▸ O que fazer:
Resuma em duas frases o texto abaixo sobre o Conselho Tutelar.

▸ Texto:
O Conselho Tutelar é o legitimo representante da sociedade por zelar pela defesa dos direitos das crianças e dos adolescentes conforme previsto no ECA. O Conselho deve existir em cada município e será composto decinco membros, escolhidos pela comunidade para mandato de três anos. Porém na pratica a sociedade pouco conhece as suas funções e competência.

É fundamental ter essa rede de proteção às crianças e adolescentes, como já alertou o Conselho Nacional dos Direitos das Crianças e do Adolescente (Conanda), para que os serviços essenciais sejam mantidos para coibir a violência e tornar a quarentena imposta pelo novo coronavírus menos traumática aos mais vulneráveis.

Após 30 anos podemos dizer que a lei é boa, estabeleceu como sujeito de direitos à criança e o adolescente, mas o ECA a exemplo de outras leis nunca foi totalmente implementado por falta de estrutura e vontade política.Alterar simplesmente a lei não é solução, precisamos pensar em políticas públicas e o que é necessário para que ela se cumpra de forma plena.

▸ Registros:
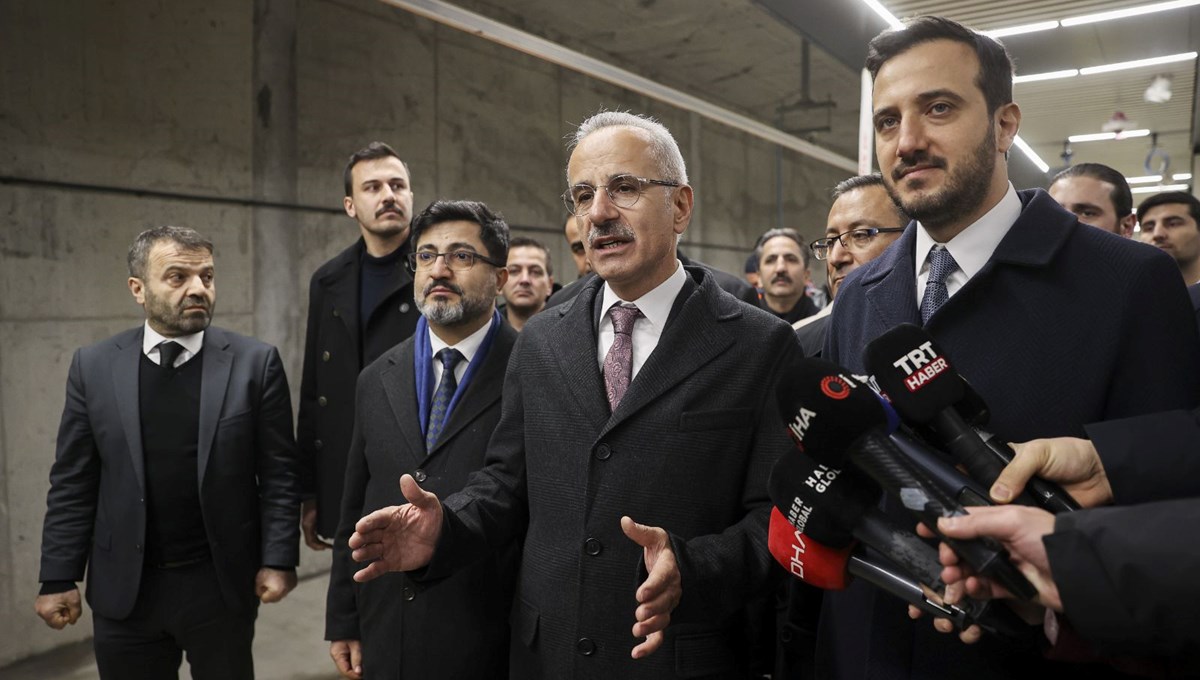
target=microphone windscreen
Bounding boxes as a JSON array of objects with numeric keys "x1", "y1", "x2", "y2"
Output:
[
  {"x1": 863, "y1": 324, "x2": 964, "y2": 423},
  {"x1": 767, "y1": 507, "x2": 854, "y2": 590},
  {"x1": 767, "y1": 451, "x2": 883, "y2": 548}
]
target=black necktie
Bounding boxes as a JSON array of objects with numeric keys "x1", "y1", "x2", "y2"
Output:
[{"x1": 158, "y1": 341, "x2": 184, "y2": 368}]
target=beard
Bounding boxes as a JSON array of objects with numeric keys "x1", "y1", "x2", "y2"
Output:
[
  {"x1": 414, "y1": 281, "x2": 496, "y2": 326},
  {"x1": 144, "y1": 287, "x2": 216, "y2": 337},
  {"x1": 883, "y1": 125, "x2": 996, "y2": 228}
]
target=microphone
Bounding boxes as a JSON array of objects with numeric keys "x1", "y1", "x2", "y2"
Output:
[
  {"x1": 864, "y1": 324, "x2": 1079, "y2": 513},
  {"x1": 776, "y1": 359, "x2": 1037, "y2": 600}
]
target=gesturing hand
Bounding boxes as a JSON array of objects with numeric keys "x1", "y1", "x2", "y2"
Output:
[
  {"x1": 349, "y1": 475, "x2": 442, "y2": 583},
  {"x1": 620, "y1": 517, "x2": 683, "y2": 658}
]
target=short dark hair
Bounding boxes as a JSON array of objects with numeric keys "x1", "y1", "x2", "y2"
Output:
[
  {"x1": 754, "y1": 227, "x2": 809, "y2": 266},
  {"x1": 342, "y1": 142, "x2": 413, "y2": 195},
  {"x1": 1050, "y1": 163, "x2": 1133, "y2": 218},
  {"x1": 866, "y1": 17, "x2": 1013, "y2": 114},
  {"x1": 832, "y1": 173, "x2": 912, "y2": 227},
  {"x1": 409, "y1": 200, "x2": 509, "y2": 266},
  {"x1": 125, "y1": 225, "x2": 212, "y2": 281},
  {"x1": 504, "y1": 236, "x2": 554, "y2": 276},
  {"x1": 1138, "y1": 191, "x2": 1200, "y2": 228}
]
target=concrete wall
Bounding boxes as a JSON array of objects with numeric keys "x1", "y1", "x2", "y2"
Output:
[{"x1": 0, "y1": 0, "x2": 856, "y2": 666}]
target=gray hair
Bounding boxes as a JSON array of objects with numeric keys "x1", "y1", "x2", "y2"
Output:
[{"x1": 566, "y1": 112, "x2": 688, "y2": 185}]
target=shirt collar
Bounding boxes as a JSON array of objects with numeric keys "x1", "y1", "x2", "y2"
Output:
[
  {"x1": 430, "y1": 317, "x2": 492, "y2": 363},
  {"x1": 142, "y1": 321, "x2": 204, "y2": 356},
  {"x1": 914, "y1": 182, "x2": 1021, "y2": 278},
  {"x1": 600, "y1": 259, "x2": 688, "y2": 330}
]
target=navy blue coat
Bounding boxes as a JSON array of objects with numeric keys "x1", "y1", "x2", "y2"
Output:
[{"x1": 818, "y1": 189, "x2": 1200, "y2": 679}]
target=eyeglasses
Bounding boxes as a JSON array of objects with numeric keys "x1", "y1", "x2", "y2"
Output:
[
  {"x1": 408, "y1": 249, "x2": 504, "y2": 271},
  {"x1": 809, "y1": 227, "x2": 905, "y2": 260},
  {"x1": 563, "y1": 175, "x2": 679, "y2": 216}
]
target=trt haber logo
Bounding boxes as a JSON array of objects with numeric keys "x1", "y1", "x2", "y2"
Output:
[{"x1": 892, "y1": 342, "x2": 949, "y2": 392}]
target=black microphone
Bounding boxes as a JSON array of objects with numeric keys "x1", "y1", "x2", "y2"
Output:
[
  {"x1": 776, "y1": 359, "x2": 1037, "y2": 600},
  {"x1": 863, "y1": 324, "x2": 1079, "y2": 512}
]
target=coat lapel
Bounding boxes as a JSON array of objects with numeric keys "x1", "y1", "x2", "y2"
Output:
[
  {"x1": 113, "y1": 327, "x2": 146, "y2": 492},
  {"x1": 197, "y1": 326, "x2": 233, "y2": 485}
]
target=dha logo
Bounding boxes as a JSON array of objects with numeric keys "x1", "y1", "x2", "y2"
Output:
[{"x1": 892, "y1": 341, "x2": 950, "y2": 392}]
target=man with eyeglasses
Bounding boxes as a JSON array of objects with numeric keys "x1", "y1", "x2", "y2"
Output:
[
  {"x1": 296, "y1": 142, "x2": 420, "y2": 550},
  {"x1": 349, "y1": 112, "x2": 799, "y2": 680},
  {"x1": 792, "y1": 173, "x2": 908, "y2": 356},
  {"x1": 325, "y1": 200, "x2": 517, "y2": 680}
]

▸ Resposta:
O Conselho Tutelar, previsto no ECA, zela pelos direitos das crianças e dos adolescentes e deve existir em cada município, com cinco membros escolhidos pela comunidade para mandato de três anos, embora a sociedade conheça pouco suas funções. Após 30 anos, o ECA é uma boa lei, mas nunca foi totalmente implementado por falta de estrutura e vontade política, e em vez de apenas alterá-lo é preciso pensar em políticas públicas para que ele se cumpra de forma plena.